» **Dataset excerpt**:
- - - -

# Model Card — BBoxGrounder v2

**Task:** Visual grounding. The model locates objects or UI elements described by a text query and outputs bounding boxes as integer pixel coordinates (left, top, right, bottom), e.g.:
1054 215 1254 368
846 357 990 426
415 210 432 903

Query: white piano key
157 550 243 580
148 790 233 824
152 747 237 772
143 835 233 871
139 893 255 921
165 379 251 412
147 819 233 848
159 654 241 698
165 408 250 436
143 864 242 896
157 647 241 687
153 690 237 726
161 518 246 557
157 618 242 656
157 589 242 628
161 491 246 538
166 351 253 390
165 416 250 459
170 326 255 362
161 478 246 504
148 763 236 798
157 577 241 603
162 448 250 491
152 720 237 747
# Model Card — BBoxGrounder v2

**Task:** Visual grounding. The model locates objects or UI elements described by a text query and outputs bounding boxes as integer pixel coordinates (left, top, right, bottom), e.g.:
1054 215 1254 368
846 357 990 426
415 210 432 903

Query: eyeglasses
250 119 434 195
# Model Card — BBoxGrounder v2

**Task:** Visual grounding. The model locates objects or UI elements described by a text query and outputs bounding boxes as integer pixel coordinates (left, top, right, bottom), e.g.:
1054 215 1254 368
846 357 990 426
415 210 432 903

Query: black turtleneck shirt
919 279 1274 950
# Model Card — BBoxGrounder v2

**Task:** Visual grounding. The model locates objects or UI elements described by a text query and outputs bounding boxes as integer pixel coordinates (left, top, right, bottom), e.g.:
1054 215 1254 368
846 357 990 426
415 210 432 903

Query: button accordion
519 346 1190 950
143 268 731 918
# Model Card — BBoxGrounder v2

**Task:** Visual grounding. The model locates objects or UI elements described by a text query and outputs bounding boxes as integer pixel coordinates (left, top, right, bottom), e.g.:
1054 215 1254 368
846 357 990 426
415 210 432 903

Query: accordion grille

- - - -

» **SHORT EXERCISE**:
Format every line of the rows above as a numbered list, omitting the blank lines.

» **EXERCISE ANSWER**:
1. # Model Card — BBoxGrounder v2
2. **Task:** Visual grounding. The model locates objects or UI elements described by a text query and outputs bounding boxes as integer pixel coordinates (left, top, right, bottom), e.g.:
3. 1054 215 1254 368
4. 846 357 990 426
5. 415 210 432 903
6. Query: white piano key
7. 157 550 243 580
8. 148 790 233 824
9. 152 747 237 772
10. 143 835 233 871
11. 139 893 255 921
12. 165 379 251 412
13. 147 819 233 848
14. 159 654 241 698
15. 165 408 250 436
16. 143 864 242 896
17. 157 647 241 687
18. 153 690 237 726
19. 161 518 246 557
20. 157 618 242 656
21. 157 589 242 628
22. 161 491 246 538
23. 166 351 253 390
24. 165 416 250 459
25. 170 326 255 362
26. 161 478 246 504
27. 148 763 236 798
28. 157 577 241 603
29. 162 448 250 491
30. 152 720 237 747
31. # Model Card — BBoxGrounder v2
32. **Task:** Visual grounding. The model locates objects or UI elements described by a text query and outputs bounding boxes as integer pixel coordinates (left, top, right, bottom), e.g.:
33. 1054 215 1254 368
34. 846 357 990 426
35. 415 210 432 903
36. Query: eyeglasses
37. 250 119 434 195
38. # Model Card — BBoxGrounder v2
39. **Task:** Visual grounding. The model locates objects or UI elements described by a text query and outputs bounding boxes as integer pixel coordinates (left, top, right, bottom), e.g.:
40. 1054 215 1254 368
41. 846 357 990 426
42. 415 210 432 903
43. Query: black turtleneck shirt
44. 919 279 1274 950
45. # Model Card — BBoxGrounder v2
46. **Task:** Visual grounding. The model locates objects or UI elements described by a text query and outputs bounding boxes as integer pixel coordinates (left, top, right, bottom), e.g.:
47. 1054 215 1254 368
48. 846 357 990 426
49. 415 210 432 903
50. Query: button accordion
51. 519 346 1190 950
52. 143 268 731 918
53. # Model Card — BBoxGrounder v2
54. **Task:** Visual grounding. The model locates objects or UI elements described by a text query and outputs bounding boxes as integer pixel coordinates (left, top, right, bottom), e.g.:
55. 1054 215 1254 368
56. 846 357 990 426
57. 415 210 432 903
58. Query: accordion grille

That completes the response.